● **Dataset extract**
+ + + + + + +
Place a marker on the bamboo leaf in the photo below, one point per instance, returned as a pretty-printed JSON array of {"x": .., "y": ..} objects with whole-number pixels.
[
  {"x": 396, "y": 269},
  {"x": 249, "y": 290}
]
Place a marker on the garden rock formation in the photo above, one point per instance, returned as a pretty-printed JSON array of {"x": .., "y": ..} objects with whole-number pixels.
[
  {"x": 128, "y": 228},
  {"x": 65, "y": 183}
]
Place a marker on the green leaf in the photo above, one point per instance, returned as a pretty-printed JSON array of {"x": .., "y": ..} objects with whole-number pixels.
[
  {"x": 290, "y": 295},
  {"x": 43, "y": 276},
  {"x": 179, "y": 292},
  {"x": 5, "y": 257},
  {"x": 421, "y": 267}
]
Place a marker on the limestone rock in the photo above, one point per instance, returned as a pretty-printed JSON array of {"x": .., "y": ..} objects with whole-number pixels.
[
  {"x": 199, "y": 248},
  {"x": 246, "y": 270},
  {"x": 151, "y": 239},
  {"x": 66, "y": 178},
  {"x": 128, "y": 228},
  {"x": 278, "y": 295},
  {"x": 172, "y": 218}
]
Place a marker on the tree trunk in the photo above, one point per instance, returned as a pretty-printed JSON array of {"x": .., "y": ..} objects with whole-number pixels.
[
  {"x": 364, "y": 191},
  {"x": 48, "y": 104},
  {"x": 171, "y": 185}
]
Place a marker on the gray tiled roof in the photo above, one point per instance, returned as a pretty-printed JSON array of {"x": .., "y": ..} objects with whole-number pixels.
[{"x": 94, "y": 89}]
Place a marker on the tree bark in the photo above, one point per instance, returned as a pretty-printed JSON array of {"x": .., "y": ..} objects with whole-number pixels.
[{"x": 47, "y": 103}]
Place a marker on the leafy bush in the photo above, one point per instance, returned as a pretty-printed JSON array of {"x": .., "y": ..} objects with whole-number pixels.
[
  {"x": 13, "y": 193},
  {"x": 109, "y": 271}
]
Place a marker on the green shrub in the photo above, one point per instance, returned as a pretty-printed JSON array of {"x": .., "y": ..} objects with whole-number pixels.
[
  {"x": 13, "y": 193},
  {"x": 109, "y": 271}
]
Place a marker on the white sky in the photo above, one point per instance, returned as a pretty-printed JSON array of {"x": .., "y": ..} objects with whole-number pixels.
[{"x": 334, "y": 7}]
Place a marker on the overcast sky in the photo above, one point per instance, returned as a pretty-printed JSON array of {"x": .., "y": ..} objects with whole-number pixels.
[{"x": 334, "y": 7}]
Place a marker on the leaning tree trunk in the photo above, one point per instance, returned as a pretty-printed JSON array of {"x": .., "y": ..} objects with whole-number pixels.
+ + + + + + +
● **About this task**
The listing above is to be written out again word for word.

● **Task output**
Place a marker on the bamboo leaf in the photo below, one point per instance, returned as a pretty-printed JSON array of {"x": .., "y": ..} objects with whole-number pixels.
[
  {"x": 396, "y": 269},
  {"x": 249, "y": 290}
]
Place a marker on the garden rock formation in the photo above, one point per instance, returned as a pretty-printed JSON array of {"x": .., "y": ..} objects with whole-number pixels.
[
  {"x": 128, "y": 228},
  {"x": 65, "y": 183}
]
Place a marker on the green leaf in the photo above, one point per instance, returned as a pretty-printed JSON array of {"x": .., "y": ..} objects with whole-number pixels.
[
  {"x": 290, "y": 295},
  {"x": 43, "y": 276},
  {"x": 179, "y": 292},
  {"x": 5, "y": 257},
  {"x": 421, "y": 267}
]
Place a marker on the limestone rock in the photo above, one point per instance, returned as a pretty-printed JSON array of {"x": .., "y": ..} objects with whole-number pixels.
[
  {"x": 199, "y": 248},
  {"x": 246, "y": 270},
  {"x": 151, "y": 239},
  {"x": 66, "y": 178},
  {"x": 128, "y": 228},
  {"x": 278, "y": 295},
  {"x": 172, "y": 218}
]
Place a marker on the tree trunk in the photo above, one point per instance, returned as a pretty-printed JSON array of {"x": .., "y": ..} objects with whole-number pixels.
[
  {"x": 364, "y": 191},
  {"x": 48, "y": 104},
  {"x": 171, "y": 185}
]
Place a marker on the gray tiled roof in the photo above, one point per instance, returned as a pretty-printed JSON array of {"x": .., "y": ..} objects with whole-number pixels.
[{"x": 94, "y": 89}]
Place a marker on the tree bark in the photo above, one point per instance, returned as a pretty-printed JSON array of {"x": .., "y": ..} objects with whole-number pixels.
[{"x": 47, "y": 103}]
Place a marker on the leafy bush in the photo above, one point per instance, returned as a pretty-printed JSON array of {"x": .., "y": ..} objects with whole-number pixels.
[
  {"x": 13, "y": 193},
  {"x": 109, "y": 271}
]
Place a marker on the green shrub in the photo above, one point per instance, returned as a pretty-printed JSON array of {"x": .., "y": ..} objects with whole-number pixels.
[
  {"x": 13, "y": 193},
  {"x": 109, "y": 271}
]
Place a marker on the white sky in the photo above, one point per instance, returned as a pretty-printed JSON array of {"x": .., "y": ..} objects with whole-number pixels.
[{"x": 334, "y": 7}]
Place a marker on the overcast sky in the photo above, one point per instance, returned as a pretty-printed JSON array of {"x": .., "y": ..} objects with whole-number pixels.
[{"x": 334, "y": 7}]
Place a marker on the leaning tree trunk in the photo above, one point per instance, returned as a pretty-printed JSON array of {"x": .., "y": ..} objects with whole-number pixels.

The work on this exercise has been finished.